[EXTRACTED DATA]
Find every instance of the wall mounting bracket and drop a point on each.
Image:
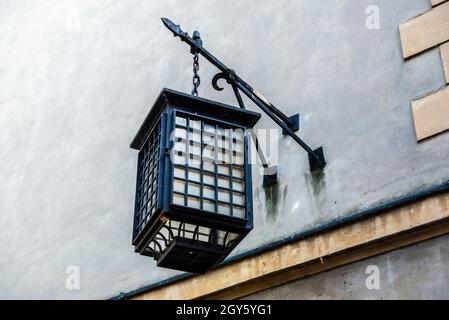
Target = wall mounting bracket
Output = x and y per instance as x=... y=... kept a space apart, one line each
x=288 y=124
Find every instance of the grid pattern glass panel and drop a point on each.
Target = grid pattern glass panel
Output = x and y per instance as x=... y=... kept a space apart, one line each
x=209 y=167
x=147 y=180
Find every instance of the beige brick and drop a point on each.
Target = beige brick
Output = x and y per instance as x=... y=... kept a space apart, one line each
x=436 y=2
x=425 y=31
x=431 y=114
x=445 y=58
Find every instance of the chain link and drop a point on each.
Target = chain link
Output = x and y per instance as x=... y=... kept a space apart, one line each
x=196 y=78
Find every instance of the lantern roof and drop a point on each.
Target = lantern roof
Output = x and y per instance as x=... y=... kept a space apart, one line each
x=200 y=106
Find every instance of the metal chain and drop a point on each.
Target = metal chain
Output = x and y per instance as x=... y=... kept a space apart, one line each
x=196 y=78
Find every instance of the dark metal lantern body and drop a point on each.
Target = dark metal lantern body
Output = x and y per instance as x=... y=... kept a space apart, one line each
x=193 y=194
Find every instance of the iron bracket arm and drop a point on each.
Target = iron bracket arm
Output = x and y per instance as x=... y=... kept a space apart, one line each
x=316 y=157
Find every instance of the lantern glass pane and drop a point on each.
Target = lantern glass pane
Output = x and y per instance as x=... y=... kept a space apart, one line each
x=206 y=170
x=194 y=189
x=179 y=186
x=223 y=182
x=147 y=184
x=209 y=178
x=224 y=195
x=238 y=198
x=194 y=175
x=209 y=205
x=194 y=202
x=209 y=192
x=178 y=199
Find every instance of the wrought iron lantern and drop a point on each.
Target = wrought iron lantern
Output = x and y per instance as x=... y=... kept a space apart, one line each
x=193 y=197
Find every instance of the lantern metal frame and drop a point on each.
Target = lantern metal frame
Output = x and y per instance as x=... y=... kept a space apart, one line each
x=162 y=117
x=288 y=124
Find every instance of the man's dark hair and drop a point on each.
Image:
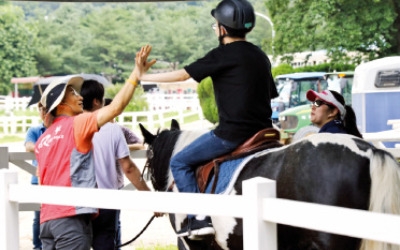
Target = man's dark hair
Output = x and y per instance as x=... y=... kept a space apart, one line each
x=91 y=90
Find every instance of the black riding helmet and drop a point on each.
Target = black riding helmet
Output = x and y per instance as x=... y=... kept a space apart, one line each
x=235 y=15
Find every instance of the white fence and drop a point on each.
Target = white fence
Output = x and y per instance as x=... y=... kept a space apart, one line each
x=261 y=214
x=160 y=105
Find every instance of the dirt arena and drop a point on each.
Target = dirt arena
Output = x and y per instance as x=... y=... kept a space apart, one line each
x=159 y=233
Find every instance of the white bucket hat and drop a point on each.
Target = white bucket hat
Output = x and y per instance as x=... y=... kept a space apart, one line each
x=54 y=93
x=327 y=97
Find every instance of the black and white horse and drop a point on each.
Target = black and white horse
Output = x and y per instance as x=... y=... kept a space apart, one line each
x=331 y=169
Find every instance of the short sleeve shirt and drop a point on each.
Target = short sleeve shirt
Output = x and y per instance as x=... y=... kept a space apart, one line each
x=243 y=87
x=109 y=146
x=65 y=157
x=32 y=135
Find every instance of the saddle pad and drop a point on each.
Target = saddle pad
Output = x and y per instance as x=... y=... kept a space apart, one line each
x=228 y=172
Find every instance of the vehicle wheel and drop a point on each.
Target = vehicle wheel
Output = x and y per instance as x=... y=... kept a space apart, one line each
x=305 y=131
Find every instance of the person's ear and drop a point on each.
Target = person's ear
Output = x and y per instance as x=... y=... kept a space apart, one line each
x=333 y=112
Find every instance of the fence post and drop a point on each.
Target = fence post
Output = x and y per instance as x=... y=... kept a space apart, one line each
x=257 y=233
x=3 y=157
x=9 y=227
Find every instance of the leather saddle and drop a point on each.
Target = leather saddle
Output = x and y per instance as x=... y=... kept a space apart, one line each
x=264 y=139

---

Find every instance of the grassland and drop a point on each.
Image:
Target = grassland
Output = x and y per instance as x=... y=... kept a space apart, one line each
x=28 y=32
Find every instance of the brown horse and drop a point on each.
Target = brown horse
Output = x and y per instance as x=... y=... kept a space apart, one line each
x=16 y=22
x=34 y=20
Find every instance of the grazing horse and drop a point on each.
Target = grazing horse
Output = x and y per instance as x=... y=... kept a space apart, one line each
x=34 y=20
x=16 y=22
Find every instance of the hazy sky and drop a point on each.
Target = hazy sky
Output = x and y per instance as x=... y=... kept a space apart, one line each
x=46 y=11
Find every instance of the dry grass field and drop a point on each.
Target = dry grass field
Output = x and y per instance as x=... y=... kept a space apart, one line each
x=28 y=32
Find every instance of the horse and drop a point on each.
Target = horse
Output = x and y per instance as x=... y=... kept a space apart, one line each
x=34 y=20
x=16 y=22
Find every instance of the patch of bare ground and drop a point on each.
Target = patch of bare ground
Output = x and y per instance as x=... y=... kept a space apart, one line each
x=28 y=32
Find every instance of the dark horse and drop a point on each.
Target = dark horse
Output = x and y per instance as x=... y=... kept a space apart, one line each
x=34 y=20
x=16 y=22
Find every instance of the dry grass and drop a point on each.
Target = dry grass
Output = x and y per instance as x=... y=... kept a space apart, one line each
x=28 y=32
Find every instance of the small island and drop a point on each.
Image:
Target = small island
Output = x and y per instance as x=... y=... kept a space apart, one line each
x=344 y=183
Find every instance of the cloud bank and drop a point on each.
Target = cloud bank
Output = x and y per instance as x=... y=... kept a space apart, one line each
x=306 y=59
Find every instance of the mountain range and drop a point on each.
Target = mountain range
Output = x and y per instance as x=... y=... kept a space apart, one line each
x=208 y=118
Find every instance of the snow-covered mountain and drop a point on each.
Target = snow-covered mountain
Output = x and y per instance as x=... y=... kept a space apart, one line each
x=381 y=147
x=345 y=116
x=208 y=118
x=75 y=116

==

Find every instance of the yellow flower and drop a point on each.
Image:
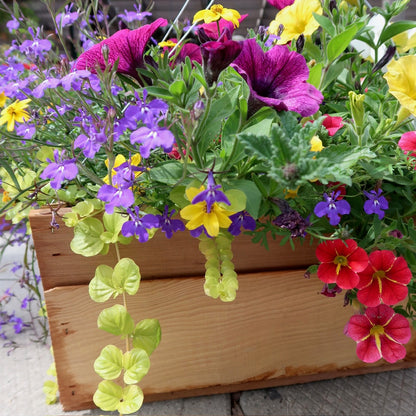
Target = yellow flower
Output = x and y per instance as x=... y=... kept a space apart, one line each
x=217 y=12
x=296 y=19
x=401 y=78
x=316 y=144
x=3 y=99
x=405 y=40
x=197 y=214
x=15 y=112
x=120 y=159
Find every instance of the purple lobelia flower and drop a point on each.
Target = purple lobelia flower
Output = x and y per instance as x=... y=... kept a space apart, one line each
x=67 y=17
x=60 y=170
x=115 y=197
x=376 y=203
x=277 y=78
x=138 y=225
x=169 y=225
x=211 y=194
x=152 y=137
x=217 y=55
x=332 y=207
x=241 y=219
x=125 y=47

[EXERCISE] For every line in the listing above that mentions the word "white", make a copy.

[SOLUTION TO THIS PROBLEM]
Find every instance of the white fence and drop a point on each.
Target = white fence
Find every instance of the white bucket hat and drop a point on each.
Target = white bucket hat
Find every instance of the black and white horse and drop a point on each.
Target = black and white horse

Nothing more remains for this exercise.